[Location identification entries]

---

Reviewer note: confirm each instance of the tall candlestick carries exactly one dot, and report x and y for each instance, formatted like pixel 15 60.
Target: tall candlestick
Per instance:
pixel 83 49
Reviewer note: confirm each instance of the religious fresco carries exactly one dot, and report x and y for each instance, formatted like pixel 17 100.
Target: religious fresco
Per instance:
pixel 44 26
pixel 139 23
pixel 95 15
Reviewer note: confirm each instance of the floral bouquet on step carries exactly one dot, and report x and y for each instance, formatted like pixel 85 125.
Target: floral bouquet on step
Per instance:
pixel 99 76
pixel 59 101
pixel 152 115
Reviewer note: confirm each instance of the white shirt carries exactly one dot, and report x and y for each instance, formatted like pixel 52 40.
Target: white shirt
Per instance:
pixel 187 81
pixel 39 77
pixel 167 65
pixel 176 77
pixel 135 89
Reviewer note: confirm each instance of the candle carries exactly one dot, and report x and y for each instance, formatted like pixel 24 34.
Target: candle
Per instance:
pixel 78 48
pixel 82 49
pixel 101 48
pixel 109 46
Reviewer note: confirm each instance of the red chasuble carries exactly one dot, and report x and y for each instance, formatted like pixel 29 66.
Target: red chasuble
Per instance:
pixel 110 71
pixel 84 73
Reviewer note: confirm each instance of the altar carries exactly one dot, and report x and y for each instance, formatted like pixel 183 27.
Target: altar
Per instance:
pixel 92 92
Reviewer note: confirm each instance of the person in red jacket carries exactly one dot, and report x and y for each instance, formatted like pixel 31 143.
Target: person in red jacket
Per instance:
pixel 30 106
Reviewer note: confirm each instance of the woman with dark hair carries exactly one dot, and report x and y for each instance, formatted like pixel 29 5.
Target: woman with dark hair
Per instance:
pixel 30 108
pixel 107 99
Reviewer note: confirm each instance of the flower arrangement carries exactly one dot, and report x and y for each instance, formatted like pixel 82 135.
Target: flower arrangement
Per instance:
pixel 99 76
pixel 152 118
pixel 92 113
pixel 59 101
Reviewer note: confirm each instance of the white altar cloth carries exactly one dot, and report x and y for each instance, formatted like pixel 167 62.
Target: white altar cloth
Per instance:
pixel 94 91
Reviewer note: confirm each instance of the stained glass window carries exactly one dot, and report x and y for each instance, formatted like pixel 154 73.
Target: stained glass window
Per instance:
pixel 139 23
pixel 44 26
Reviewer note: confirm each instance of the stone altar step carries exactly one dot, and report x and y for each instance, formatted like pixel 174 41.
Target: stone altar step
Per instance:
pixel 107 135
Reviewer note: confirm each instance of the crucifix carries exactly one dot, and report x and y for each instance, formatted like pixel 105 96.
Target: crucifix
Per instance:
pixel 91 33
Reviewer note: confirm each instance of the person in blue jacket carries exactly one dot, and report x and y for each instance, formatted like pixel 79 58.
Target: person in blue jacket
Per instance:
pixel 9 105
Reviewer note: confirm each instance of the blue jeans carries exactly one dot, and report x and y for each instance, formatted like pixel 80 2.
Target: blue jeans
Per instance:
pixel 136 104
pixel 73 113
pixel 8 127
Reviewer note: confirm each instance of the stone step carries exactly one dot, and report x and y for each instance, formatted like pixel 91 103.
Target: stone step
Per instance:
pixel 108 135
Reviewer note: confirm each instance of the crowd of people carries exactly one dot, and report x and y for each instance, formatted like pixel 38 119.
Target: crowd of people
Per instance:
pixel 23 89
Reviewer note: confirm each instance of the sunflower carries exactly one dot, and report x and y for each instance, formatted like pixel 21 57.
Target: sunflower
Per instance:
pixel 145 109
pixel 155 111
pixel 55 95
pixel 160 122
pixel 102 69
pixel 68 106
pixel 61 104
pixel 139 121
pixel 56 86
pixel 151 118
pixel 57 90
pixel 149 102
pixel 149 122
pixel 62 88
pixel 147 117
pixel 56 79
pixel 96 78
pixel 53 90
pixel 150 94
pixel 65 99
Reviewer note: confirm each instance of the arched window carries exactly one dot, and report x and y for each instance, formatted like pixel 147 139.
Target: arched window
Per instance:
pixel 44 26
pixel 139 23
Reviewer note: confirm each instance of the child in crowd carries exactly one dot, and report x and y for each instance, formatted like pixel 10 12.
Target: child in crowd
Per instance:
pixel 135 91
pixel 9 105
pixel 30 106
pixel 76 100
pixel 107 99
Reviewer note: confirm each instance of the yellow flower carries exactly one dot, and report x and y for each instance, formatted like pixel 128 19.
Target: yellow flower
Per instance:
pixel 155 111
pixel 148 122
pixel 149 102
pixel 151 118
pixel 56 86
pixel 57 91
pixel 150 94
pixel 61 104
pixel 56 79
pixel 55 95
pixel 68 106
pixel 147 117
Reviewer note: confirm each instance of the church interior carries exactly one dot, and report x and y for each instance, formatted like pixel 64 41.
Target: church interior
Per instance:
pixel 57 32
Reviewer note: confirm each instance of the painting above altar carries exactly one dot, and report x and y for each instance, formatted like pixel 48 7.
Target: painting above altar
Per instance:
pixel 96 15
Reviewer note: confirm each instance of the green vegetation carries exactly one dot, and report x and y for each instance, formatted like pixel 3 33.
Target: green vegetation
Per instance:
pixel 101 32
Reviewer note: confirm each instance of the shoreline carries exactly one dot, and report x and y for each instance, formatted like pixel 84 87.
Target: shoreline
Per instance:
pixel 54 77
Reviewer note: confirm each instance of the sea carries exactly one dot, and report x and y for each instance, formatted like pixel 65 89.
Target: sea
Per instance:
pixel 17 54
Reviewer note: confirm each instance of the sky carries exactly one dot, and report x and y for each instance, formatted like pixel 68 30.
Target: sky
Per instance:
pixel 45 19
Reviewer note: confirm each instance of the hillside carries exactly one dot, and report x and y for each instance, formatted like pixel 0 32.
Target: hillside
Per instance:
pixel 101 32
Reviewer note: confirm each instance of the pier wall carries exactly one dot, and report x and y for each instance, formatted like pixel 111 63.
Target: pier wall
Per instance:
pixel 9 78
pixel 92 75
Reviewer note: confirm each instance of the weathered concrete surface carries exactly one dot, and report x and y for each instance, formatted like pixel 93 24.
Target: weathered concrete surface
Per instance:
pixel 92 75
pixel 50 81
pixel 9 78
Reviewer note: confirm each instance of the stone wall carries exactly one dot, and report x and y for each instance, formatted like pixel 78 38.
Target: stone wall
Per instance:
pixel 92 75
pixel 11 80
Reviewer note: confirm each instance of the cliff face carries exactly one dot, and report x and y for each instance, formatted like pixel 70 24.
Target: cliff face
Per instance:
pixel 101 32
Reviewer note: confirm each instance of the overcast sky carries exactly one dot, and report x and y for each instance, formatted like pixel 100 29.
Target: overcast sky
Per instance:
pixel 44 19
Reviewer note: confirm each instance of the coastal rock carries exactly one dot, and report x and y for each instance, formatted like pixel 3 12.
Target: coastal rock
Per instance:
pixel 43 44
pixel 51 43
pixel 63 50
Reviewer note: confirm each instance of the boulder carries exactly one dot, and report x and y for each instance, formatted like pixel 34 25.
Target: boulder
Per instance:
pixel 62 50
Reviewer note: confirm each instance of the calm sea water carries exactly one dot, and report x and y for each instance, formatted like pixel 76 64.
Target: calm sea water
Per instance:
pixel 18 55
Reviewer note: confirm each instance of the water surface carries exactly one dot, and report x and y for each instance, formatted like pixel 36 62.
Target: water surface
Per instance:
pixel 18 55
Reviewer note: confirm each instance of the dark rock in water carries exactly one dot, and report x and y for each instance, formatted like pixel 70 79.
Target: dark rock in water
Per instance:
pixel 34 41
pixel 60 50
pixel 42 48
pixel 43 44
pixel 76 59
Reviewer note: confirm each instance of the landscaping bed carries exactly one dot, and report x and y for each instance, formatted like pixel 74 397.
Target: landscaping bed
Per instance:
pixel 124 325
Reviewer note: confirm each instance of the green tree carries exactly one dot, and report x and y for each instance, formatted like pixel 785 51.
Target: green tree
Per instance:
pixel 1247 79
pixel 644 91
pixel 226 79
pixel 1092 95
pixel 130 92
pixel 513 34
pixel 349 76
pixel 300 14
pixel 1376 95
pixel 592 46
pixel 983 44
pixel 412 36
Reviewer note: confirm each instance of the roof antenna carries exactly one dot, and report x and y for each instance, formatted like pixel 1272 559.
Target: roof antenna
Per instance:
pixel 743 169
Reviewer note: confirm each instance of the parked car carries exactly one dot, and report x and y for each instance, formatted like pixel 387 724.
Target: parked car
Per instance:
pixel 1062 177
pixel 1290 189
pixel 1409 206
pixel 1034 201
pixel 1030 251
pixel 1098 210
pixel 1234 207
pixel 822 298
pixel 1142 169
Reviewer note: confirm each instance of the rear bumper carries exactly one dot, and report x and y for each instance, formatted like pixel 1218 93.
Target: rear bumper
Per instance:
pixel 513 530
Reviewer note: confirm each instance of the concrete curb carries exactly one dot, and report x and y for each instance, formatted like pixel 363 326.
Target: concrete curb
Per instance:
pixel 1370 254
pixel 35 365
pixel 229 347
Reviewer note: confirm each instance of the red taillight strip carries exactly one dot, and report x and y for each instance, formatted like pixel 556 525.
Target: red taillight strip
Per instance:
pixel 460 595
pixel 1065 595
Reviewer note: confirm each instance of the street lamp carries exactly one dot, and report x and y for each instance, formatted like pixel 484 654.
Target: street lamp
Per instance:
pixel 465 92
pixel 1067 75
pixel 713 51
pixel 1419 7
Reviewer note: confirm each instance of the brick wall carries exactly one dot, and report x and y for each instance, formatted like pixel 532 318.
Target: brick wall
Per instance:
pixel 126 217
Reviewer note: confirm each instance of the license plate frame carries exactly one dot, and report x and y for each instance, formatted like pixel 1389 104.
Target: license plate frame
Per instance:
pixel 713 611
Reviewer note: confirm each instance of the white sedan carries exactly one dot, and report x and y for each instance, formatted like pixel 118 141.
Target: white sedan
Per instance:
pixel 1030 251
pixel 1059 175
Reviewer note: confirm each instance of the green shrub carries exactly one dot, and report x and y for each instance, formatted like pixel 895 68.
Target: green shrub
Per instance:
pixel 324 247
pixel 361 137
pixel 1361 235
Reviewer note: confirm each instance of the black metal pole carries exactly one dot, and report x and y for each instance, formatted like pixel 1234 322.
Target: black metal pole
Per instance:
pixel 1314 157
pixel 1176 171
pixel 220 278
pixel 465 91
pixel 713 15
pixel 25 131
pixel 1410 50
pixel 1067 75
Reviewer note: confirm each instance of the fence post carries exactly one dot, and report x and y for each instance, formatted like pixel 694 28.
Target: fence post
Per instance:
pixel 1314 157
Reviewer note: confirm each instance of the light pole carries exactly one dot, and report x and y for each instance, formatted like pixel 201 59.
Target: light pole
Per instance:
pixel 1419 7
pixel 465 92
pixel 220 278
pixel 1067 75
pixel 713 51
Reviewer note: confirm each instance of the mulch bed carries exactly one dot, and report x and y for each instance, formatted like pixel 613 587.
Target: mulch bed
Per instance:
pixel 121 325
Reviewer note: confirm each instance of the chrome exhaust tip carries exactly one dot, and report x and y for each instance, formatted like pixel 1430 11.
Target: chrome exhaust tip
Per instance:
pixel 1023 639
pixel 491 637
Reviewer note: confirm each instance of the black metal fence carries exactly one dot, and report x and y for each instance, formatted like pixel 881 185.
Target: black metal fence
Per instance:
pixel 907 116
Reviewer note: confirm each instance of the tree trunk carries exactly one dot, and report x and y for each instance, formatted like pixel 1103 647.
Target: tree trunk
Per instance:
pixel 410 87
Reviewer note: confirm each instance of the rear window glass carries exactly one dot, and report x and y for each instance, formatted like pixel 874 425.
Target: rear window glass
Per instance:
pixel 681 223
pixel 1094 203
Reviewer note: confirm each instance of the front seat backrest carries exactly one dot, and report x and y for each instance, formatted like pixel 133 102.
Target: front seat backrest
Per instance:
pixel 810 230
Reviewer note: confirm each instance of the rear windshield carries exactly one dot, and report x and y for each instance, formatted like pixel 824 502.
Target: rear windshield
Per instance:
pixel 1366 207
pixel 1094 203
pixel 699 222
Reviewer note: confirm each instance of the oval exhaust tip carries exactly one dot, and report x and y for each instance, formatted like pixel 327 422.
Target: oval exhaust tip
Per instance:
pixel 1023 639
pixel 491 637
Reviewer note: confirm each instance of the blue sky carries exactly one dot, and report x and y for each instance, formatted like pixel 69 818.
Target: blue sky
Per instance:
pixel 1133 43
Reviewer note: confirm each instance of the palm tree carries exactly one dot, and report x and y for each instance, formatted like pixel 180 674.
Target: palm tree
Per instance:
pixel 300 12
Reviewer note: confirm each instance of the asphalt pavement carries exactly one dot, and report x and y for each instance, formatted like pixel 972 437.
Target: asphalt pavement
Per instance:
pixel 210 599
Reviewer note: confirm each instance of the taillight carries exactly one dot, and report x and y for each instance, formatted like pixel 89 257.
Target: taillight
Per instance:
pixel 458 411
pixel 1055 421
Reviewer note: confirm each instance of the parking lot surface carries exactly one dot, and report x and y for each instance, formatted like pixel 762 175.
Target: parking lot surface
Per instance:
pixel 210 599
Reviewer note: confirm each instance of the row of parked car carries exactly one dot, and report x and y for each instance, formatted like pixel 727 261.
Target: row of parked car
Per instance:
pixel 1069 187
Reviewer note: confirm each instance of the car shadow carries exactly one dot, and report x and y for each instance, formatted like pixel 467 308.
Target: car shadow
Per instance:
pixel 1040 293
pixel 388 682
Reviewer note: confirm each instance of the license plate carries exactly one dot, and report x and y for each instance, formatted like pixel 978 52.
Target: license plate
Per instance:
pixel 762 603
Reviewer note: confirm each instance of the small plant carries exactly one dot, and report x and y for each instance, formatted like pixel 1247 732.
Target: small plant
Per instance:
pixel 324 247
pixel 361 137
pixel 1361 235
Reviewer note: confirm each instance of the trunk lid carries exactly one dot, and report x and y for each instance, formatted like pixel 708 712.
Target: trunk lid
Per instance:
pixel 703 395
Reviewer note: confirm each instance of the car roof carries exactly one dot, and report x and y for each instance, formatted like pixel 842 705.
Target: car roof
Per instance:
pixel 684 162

---

• _DIRECTIONS_
Write out the material above word for word, from its first line through the line that contains "pixel 152 115", including both of those lines.

• _ANSWER TO THE PROBLEM_
Reviewer note: confirm each instance of the tall candlestick carries exactly one dot, and report x and y for each instance, formatted like pixel 15 60.
Target: tall candlestick
Per instance:
pixel 83 49
Reviewer note: confirm each instance of the religious fresco carries exactly one dot, and report x and y for each instance, formatted like pixel 17 100.
Target: religious fresco
Per instance:
pixel 44 26
pixel 139 23
pixel 95 15
Reviewer note: confirm each instance of the floral bouquet on step carries exactly one dot, and report x and y for each instance, formatted like pixel 85 125.
Target: floral bouquet on step
Per instance:
pixel 99 76
pixel 59 101
pixel 152 115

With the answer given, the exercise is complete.